Crowe, who is currently promoting his directorial debut The Water Diviner has spoken of how the film is based on the now obsolete Australian man of his childhood.
"Men like that are vanishing now," he told the Sunday Times Magazine, "but were everywhere when I was a kid: the archetypal Australian man who appears stuck in his ways but is, in fact, quite an open person, willing to see people for who they are.
"That was the Australian I aspired to be. The pubs my dad ran were full of them."
Crowe, 50, also responded to criticism of "sexist" beliefs after he said that the 40-something woman wasn't able to get the parts she wants because "she still wants to play the ingénue and can't understand why that isn't happening".

> _To do_
Continue the passage about Crowe and his comments, picking up right after its final sentence.

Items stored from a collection
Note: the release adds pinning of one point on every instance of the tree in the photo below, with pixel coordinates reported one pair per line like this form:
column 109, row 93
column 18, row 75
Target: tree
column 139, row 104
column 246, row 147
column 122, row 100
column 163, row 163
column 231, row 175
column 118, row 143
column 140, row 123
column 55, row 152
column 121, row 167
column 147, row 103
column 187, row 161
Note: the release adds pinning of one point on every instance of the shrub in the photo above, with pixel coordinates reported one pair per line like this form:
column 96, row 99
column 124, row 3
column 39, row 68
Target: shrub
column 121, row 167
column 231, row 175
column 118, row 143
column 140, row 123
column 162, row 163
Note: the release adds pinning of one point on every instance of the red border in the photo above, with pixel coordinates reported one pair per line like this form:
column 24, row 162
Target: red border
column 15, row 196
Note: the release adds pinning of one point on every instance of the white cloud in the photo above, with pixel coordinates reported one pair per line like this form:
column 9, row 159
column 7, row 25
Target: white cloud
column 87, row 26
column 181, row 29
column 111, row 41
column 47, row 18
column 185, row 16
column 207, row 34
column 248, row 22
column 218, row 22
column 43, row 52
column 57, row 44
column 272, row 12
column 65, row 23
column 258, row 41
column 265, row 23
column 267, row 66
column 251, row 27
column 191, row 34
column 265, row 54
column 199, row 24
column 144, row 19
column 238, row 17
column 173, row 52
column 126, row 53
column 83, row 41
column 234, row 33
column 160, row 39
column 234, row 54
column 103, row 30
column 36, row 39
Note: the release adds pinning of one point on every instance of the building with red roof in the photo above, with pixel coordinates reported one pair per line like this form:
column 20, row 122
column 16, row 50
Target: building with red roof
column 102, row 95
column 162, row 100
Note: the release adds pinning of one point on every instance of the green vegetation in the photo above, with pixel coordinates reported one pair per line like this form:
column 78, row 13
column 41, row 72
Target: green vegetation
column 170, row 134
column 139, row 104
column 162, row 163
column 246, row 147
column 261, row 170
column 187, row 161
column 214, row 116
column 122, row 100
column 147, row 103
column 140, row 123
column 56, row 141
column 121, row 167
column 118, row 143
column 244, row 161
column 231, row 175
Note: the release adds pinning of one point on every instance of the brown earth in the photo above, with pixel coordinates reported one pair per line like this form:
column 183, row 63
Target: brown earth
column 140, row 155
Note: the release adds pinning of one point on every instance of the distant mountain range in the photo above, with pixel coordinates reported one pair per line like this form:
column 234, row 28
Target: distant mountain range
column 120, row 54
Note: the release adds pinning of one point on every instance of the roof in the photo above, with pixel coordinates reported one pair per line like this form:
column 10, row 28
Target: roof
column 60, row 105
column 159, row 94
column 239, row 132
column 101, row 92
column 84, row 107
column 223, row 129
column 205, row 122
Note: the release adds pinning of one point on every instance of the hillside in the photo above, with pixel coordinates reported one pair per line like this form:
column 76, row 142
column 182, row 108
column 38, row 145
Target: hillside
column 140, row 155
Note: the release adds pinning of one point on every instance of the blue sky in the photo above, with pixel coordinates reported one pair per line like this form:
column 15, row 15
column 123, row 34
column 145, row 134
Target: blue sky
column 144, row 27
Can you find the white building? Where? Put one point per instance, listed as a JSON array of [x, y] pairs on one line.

> _Answer section_
He clarified his comments, saying: "There's a certain percentage of vanity that is unhealthy in my business, and it affects both sexes. You see it with men, dyeing their hair into their sixties, pretending they don't have grey hair, or having plastic surgery and using sun lamps. I'm not that guy."
Crowe recently said he empathised with embattled Top Gear host Jeremy Clarkson, who allegedly punched a producer when he wasn't served a steak.
Speaking on the Jonathan Ross Show, Crowe said: "If he’s been head down, a*se up working and he’s requested one little thing which is to be able to eat at the end of the day then I can understand why he’d get upset."